### Task requirements:
Both the line containing "Put a marker on every instance of the rusty" and the last line of the listing are included: write out exactly the lines from one to the other.

== The records ==

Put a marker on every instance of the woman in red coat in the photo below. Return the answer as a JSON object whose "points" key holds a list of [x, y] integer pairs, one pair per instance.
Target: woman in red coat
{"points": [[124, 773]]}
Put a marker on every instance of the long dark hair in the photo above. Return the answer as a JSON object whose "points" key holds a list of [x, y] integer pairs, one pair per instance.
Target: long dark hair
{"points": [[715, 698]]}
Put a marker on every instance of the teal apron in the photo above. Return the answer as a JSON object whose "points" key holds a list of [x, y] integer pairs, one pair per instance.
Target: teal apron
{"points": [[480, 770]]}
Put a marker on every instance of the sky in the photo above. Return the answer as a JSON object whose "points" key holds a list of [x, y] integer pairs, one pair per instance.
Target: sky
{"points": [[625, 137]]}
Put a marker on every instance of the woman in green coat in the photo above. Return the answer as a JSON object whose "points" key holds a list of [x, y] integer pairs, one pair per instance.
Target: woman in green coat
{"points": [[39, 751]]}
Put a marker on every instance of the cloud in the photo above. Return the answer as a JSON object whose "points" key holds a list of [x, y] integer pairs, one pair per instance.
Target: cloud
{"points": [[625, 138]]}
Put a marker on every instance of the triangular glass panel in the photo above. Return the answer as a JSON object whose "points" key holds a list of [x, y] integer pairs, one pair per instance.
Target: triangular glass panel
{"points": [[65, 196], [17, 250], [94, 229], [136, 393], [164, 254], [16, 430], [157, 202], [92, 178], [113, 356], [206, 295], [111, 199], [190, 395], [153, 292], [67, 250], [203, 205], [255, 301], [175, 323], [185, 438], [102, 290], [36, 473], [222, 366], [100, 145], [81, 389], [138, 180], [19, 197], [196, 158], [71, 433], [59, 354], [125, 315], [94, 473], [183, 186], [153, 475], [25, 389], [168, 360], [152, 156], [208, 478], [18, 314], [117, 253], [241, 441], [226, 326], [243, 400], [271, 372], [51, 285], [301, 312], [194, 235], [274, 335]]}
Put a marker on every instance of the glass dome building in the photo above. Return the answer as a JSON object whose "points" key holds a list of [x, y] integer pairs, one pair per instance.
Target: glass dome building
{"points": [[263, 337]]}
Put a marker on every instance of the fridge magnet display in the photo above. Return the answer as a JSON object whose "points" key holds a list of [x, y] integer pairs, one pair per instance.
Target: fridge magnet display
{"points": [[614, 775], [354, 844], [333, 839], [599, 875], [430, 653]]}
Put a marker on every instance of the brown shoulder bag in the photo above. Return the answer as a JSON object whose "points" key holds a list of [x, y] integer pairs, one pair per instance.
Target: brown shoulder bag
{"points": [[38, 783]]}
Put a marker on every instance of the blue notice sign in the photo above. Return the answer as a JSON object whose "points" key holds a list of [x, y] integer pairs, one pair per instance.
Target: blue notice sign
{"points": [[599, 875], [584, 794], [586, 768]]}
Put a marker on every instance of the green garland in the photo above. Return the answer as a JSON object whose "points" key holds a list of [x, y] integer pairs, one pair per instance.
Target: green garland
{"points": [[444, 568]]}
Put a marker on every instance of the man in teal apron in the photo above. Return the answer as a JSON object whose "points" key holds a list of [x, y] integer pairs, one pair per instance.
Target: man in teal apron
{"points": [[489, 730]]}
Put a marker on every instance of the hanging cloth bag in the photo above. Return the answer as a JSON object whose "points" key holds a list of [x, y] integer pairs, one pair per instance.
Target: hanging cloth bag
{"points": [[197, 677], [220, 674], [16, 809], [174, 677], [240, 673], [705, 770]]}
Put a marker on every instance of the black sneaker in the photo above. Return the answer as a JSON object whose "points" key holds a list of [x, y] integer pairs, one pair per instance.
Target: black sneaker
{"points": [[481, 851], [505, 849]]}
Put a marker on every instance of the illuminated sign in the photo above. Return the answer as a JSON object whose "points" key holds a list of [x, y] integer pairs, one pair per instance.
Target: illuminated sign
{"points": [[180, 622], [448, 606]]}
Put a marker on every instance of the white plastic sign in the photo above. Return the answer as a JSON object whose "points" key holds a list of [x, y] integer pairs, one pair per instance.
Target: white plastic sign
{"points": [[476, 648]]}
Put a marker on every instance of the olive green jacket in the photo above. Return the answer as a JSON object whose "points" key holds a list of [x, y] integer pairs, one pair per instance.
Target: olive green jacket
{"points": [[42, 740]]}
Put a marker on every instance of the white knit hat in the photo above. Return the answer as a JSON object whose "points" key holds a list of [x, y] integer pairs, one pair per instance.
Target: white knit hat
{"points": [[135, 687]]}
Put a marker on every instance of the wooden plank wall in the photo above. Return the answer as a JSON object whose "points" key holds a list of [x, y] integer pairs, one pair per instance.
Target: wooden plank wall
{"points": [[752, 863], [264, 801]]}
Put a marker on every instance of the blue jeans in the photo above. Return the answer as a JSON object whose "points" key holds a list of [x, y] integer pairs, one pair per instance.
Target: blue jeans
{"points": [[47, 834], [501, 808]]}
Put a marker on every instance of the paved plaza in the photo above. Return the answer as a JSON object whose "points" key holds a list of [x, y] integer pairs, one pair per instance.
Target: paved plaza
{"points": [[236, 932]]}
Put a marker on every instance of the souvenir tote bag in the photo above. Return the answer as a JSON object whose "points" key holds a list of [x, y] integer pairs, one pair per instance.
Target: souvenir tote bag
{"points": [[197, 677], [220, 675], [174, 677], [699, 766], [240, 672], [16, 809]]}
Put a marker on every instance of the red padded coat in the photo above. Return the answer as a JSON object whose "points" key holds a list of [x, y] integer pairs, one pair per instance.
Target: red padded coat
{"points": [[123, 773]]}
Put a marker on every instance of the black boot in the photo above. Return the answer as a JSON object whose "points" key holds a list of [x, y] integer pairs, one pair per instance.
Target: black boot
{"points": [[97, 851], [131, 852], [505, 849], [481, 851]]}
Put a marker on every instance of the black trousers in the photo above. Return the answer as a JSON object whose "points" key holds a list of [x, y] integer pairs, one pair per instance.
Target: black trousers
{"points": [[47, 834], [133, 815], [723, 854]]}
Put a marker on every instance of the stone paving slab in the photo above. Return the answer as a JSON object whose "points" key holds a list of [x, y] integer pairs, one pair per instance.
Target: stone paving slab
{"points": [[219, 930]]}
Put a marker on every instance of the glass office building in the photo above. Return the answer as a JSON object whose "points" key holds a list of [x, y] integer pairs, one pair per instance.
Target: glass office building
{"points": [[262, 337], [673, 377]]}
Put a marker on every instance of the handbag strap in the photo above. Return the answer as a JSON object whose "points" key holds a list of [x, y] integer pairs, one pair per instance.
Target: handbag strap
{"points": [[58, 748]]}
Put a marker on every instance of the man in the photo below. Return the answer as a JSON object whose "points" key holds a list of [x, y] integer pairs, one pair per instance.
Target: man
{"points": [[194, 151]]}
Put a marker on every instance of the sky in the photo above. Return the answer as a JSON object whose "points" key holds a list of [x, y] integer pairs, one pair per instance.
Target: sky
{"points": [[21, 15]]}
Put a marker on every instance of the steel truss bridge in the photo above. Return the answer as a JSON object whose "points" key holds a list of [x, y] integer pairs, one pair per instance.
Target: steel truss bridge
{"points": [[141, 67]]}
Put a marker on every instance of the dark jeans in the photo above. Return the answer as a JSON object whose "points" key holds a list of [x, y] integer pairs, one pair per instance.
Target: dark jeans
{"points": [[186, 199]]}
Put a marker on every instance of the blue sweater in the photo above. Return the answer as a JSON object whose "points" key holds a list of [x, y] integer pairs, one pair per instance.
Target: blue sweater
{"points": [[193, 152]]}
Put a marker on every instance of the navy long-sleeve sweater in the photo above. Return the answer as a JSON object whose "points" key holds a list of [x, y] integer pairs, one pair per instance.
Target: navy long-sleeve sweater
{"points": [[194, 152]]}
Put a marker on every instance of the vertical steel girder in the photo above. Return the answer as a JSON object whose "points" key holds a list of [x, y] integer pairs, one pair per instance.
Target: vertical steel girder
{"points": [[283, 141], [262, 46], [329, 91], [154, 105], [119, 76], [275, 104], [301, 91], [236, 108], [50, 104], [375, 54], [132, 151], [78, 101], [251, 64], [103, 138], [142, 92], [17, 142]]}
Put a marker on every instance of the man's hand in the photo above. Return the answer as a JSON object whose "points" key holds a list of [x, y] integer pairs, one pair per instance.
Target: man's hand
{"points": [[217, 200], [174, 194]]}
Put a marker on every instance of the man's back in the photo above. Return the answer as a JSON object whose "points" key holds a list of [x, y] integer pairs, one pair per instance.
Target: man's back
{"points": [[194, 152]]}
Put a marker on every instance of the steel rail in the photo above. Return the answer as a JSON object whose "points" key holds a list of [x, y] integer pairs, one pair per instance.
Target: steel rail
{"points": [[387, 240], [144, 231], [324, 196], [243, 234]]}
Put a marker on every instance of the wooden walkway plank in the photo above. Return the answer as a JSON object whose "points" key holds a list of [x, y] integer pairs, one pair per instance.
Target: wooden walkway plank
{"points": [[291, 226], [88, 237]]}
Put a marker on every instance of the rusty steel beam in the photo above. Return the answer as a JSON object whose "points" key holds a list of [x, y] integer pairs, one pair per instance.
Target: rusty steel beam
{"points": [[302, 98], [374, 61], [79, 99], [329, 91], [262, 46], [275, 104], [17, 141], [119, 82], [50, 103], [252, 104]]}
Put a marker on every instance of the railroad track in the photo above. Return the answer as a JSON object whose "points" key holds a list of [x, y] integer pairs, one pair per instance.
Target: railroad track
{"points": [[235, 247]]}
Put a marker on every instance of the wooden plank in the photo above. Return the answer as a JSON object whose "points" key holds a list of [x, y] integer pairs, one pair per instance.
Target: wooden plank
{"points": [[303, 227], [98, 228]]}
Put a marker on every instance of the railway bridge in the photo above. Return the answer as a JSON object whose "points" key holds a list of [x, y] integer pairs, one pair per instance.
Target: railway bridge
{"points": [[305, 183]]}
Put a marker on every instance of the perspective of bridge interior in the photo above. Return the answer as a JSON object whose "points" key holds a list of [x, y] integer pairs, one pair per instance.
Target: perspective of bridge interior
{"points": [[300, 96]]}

===

### Expected answer:
Put a marker on every instance of the rusty steel beam in the photo above. Return the answer as a JSON object whose "points" key holds a list of [x, y] integer pairs, one pair per instance.
Target: rusty steel beam
{"points": [[302, 98], [374, 61], [79, 99], [329, 91], [262, 46], [275, 104], [17, 141], [119, 82], [50, 103], [252, 104]]}
Put a marker on every instance of the railroad track in the photo above. Return the answer as a JSON object whose "points" key holds a list of [x, y] integer pairs, one pair per instance.
Target: railroad track
{"points": [[235, 247]]}
Put a marker on every instance of the wooden plank in the photo above. Return the answer as a JSON object whose "points" key holds a list of [x, y] integer pairs, one pair per instance.
Target: wooden plank
{"points": [[303, 227], [98, 228]]}
Put a marker on every instance of the railway bridge in the photo above. Return the answer as a JSON object whose "points" key holds a list of [x, y] integer pairs, one pair per instance.
Target: railway bridge
{"points": [[305, 183]]}
Put a marker on every instance of the perspective of bridge interior in the photo above. Return the answer as a JSON object whose "points" key holds a list of [x, y] integer pairs, one pair per instance.
Target: perspective of bridge interior
{"points": [[300, 96]]}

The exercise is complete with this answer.